• [Written task]
Render the lines from the one containing "[trace] blurred flower background -> outlines" through the one containing "3L3 4L60 4L60" as a Markdown table with the columns Row and Line, giving each line its own numbered row and leaving out blank lines.

• [Records for the task]
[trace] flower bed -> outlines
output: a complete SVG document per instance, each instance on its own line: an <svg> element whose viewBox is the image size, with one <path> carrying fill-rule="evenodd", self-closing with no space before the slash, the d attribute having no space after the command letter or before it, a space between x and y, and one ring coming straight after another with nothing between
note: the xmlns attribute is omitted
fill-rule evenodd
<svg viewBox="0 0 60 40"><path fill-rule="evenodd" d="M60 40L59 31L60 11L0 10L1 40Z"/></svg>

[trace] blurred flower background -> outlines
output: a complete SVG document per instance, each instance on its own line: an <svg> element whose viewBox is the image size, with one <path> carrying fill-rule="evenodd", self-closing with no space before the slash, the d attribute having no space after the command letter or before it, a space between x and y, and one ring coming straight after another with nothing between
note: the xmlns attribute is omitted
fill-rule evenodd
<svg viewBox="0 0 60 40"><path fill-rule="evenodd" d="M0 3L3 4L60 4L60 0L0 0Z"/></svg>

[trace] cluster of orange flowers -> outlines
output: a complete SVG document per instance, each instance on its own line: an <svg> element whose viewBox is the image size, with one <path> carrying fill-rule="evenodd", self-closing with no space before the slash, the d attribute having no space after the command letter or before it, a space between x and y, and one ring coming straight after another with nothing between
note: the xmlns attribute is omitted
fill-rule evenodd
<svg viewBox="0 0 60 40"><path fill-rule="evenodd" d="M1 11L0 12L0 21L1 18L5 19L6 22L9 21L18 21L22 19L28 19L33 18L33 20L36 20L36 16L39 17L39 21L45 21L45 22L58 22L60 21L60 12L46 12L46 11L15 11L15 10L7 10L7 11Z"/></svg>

• [Output below]
| Row | Line |
|---|---|
| 1 | [trace] blurred flower background -> outlines |
| 2 | output: a complete SVG document per instance, each instance on its own line: an <svg> element whose viewBox is the image size, with one <path> carrying fill-rule="evenodd", self-closing with no space before the slash, the d attribute having no space after the command letter or before it, a space between x and y, and one ring coming straight after another with nothing between |
| 3 | note: the xmlns attribute is omitted |
| 4 | fill-rule evenodd |
| 5 | <svg viewBox="0 0 60 40"><path fill-rule="evenodd" d="M0 3L3 4L60 4L60 0L0 0Z"/></svg> |